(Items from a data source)
····················

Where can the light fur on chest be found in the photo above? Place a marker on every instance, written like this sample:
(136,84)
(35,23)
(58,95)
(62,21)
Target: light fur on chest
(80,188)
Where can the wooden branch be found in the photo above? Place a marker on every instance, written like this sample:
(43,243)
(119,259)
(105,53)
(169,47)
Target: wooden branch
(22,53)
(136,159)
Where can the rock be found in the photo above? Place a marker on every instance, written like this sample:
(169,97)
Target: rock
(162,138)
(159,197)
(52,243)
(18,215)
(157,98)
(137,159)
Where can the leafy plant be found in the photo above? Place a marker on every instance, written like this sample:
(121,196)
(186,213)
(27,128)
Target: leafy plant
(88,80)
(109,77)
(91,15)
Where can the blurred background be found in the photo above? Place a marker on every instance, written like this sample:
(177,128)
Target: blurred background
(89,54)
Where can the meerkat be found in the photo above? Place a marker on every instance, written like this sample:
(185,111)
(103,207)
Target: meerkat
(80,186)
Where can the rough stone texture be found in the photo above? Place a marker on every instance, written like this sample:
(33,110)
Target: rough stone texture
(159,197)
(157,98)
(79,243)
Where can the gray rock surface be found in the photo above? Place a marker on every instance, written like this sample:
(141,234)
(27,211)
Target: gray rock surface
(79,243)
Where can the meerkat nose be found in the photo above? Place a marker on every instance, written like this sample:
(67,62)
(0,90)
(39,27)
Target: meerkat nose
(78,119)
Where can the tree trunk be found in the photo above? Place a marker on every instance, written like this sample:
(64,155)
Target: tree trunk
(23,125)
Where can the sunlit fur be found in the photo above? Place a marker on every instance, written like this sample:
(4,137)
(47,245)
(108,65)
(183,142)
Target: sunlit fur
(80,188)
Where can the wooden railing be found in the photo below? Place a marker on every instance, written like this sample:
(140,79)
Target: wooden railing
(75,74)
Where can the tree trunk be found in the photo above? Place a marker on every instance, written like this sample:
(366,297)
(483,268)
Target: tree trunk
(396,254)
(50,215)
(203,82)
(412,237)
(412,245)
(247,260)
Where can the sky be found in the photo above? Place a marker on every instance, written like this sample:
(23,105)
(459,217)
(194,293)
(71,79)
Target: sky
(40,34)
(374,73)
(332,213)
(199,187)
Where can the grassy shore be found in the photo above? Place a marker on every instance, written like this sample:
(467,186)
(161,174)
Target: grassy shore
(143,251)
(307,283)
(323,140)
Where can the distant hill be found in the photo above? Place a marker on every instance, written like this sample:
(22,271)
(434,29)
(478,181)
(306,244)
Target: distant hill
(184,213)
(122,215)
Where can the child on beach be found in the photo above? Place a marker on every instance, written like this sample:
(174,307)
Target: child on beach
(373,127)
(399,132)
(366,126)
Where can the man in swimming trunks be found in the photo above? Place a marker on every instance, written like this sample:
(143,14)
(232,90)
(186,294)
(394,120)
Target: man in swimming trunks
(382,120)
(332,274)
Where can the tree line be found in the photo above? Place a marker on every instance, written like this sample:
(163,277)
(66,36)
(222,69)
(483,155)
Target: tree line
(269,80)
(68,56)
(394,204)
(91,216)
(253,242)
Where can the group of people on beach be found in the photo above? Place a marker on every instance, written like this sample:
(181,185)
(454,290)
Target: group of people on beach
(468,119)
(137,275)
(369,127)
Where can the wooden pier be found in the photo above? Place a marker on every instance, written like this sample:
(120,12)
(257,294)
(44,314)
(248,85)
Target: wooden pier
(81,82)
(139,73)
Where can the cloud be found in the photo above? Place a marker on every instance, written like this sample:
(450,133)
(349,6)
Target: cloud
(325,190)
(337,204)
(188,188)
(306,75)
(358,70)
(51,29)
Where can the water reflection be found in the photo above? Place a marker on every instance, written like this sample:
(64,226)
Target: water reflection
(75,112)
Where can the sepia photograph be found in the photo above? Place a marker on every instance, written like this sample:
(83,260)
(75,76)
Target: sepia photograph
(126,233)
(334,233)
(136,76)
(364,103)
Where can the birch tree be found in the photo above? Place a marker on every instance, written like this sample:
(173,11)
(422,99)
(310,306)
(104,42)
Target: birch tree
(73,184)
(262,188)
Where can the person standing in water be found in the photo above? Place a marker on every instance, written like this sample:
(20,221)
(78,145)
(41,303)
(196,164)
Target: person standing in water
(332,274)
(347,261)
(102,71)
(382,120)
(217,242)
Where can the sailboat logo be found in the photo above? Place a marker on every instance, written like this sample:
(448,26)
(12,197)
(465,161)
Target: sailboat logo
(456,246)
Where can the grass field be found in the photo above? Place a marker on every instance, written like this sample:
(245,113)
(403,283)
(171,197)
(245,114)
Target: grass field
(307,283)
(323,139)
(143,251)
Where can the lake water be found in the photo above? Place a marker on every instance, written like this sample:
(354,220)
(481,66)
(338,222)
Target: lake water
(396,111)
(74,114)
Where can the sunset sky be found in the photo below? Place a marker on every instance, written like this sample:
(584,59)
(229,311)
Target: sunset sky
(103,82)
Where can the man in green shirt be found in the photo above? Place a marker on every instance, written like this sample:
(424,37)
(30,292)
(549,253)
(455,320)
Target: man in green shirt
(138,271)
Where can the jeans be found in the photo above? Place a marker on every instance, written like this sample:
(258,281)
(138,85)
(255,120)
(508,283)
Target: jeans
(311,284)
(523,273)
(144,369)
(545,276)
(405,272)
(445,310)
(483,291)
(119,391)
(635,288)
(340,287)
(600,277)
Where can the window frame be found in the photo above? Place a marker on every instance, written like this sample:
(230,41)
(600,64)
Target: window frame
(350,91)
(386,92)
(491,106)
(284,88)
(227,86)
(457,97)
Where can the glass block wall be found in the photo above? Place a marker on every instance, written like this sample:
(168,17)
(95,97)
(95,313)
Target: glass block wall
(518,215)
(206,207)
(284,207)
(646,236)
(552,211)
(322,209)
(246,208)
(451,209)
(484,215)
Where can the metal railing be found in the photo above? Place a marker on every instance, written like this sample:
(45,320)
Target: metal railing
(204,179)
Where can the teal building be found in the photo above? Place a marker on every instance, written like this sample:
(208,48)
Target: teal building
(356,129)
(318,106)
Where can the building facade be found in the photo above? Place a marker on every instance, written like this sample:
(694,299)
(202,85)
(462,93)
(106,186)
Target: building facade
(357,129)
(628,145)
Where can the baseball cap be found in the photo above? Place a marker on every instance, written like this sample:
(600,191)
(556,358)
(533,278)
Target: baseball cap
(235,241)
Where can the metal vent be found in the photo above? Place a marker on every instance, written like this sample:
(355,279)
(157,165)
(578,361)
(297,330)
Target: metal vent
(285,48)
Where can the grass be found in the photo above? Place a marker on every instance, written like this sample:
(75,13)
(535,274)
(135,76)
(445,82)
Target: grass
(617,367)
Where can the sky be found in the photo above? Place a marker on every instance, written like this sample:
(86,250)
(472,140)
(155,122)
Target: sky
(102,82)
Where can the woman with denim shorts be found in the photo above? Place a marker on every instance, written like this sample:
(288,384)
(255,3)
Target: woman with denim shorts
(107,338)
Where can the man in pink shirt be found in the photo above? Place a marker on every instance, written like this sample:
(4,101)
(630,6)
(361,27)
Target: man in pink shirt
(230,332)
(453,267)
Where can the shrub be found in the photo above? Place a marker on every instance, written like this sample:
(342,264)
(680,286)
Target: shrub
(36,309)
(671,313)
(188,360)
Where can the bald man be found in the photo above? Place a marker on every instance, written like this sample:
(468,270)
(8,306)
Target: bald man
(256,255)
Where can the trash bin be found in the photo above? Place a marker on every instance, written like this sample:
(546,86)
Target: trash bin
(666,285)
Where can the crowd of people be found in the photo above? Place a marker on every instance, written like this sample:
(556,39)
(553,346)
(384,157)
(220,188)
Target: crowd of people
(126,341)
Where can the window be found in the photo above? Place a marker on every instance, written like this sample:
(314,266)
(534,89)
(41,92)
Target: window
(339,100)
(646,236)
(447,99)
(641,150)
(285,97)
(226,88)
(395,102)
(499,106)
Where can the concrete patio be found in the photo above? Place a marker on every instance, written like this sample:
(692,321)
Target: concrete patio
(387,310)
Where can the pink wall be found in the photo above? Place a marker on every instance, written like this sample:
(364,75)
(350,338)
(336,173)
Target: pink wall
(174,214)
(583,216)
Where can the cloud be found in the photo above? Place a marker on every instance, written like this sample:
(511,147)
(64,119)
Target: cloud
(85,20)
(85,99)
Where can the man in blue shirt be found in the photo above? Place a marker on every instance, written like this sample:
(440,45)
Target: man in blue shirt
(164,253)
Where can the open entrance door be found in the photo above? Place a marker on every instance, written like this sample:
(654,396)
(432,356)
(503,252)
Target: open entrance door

····················

*EXERCISE DETAILS*
Repeat exactly the lines starting at the line with "Where can the man in pink" and ending with the final line of the entries. Include nothing else.

*RESULT OF THE TASK*
Where can the man in pink shirt be found in the photo above? Place a marker on every instance, written like this sample:
(4,101)
(630,6)
(361,27)
Target: man in pink shirt
(230,332)
(453,267)
Where can the shrub be found in the photo above? Place a marker on every instance, written like this sample:
(342,264)
(680,286)
Target: shrub
(36,309)
(671,313)
(188,360)
Where can the bald man be found in the photo above? Place a marker on every instance, written like this sample:
(468,270)
(8,306)
Target: bald man
(256,255)
Where can the trash bin be found in the photo above? Place a marker on every instance, written like this sample:
(546,86)
Target: trash bin
(666,285)
Where can the crowd of people be found in the photo above? Place a marker on every instance, written like this sample:
(556,39)
(553,346)
(384,157)
(220,188)
Target: crowd of people
(126,341)
Where can the window be found in the photo above? Place a marker on every instance, written like this sample:
(314,266)
(534,89)
(41,92)
Target: window
(339,100)
(646,236)
(447,99)
(641,150)
(285,97)
(226,88)
(395,102)
(499,106)
Where can the concrete patio be found in the photo above? Place a marker on every instance, written like this sample:
(692,321)
Target: concrete patio
(387,310)
Where can the pink wall be found in the photo above? Place a marker on every instance, written like this sample:
(364,75)
(350,338)
(336,173)
Target: pink wall
(174,214)
(583,216)
Where can the cloud be found in the photo above? Place a marker on every instance, written like this sample:
(511,147)
(64,119)
Target: cloud
(85,20)
(85,99)
Where can the man in blue shirt be found in the photo above? Place a marker on every instance, written like this sample:
(440,45)
Target: man in blue shirt
(164,253)
Where can the open entrance door be found in the photo above? Place a marker on every instance, written like this sample:
(654,396)
(432,356)
(503,252)
Target: open entrance door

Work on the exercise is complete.